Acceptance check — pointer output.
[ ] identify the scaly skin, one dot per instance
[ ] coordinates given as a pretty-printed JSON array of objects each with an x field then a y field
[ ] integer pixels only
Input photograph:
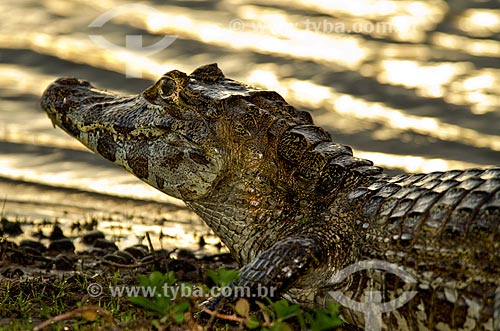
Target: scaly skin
[{"x": 295, "y": 208}]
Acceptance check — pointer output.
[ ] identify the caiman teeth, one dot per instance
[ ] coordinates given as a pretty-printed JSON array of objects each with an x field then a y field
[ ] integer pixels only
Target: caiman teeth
[{"x": 85, "y": 138}]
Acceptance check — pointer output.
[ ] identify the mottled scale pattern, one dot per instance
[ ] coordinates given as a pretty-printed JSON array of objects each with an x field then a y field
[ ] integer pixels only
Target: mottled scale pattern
[{"x": 455, "y": 203}]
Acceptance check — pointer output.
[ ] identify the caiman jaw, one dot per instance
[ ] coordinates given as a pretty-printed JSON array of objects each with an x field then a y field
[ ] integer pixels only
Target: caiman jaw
[{"x": 134, "y": 133}]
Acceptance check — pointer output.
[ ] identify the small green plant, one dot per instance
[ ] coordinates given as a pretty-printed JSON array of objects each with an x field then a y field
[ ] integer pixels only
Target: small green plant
[
  {"x": 277, "y": 316},
  {"x": 158, "y": 300}
]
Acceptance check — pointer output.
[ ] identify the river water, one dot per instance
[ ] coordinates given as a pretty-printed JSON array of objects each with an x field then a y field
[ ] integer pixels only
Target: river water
[{"x": 412, "y": 85}]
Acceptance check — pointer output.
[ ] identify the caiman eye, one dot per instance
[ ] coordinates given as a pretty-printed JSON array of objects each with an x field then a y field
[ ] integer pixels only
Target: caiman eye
[{"x": 167, "y": 87}]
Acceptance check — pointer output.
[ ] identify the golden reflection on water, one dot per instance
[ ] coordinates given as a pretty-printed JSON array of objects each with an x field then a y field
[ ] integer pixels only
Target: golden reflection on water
[
  {"x": 480, "y": 22},
  {"x": 394, "y": 119},
  {"x": 264, "y": 29}
]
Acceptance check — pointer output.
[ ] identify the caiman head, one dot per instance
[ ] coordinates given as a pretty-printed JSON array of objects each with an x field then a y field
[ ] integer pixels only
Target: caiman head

◇ ◇ ◇

- PROBLEM DESCRIPTION -
Restate each of the entries above word for word and skip every image.

- REPLY -
Acceptance check — pointer output.
[ ] identify the scaly skin, one dot per instance
[ ] coordinates given as a pretty-printed JSON array of objects each with an x field then a y field
[ ] integer pixels only
Input photograph:
Target: scaly skin
[{"x": 295, "y": 208}]
Acceptance check — pointer output.
[ ] identify the caiman teeth, one dot per instance
[ ] coordinates given as a pretty-printed JSON array of objects each with an x field then a y field
[ ] integer pixels only
Target: caiman teeth
[{"x": 85, "y": 138}]
Acceptance check — pointer output.
[ ] identify the mottled scale pattern, one dot per instance
[ ] coordinates given as a pretty-printed JSON array of objects each with an x field then a y field
[ ] integer pixels only
Target: mottled scale pattern
[{"x": 455, "y": 203}]
Acceptance check — pointer output.
[ ] identify the caiman jaw, one dot per instance
[ ] coordinates given as a pretty-printed JSON array of objects each with an x field then a y field
[ ] integer pixels only
Target: caiman jaw
[{"x": 134, "y": 133}]
Acceptance check — pointer output.
[ ] identify the small green plant, one dot per instance
[ ] coordinates given as a pretty-printed JSON array of objects each with an x field then a y field
[ ] integer pixels only
Target: small green plant
[
  {"x": 277, "y": 316},
  {"x": 158, "y": 300}
]
Acceptance check — pointer output.
[ ] identify the river water, one dot per instance
[ ] coordinates given as a pretty-printed JSON array of objects each with an x field then a y field
[ ] integer pixels only
Target: river water
[{"x": 412, "y": 85}]
Acceptance check — pointer output.
[ ] identify the caiman eye, one dot per instance
[ ] coordinates given as a pretty-printed JSON array of objects each with an x field then a y field
[ ] integer pixels only
Target: caiman eye
[{"x": 167, "y": 87}]
Acceptance check — pointer output.
[ ] identify the golden reflection on water, one dot per instance
[ ] coordinates given as a pretty-printed JSON array of objects each with an x field then a y field
[ ] integer pixels only
Target: golden reflection on water
[
  {"x": 480, "y": 22},
  {"x": 394, "y": 119},
  {"x": 264, "y": 29}
]
Acceptance check — pointer output.
[ ] identify the caiman head, one dot per instance
[ ] coordinates given as a pretty-printed JSON array of objects each with an x field then a y field
[ ] integer pixels only
Target: caiman head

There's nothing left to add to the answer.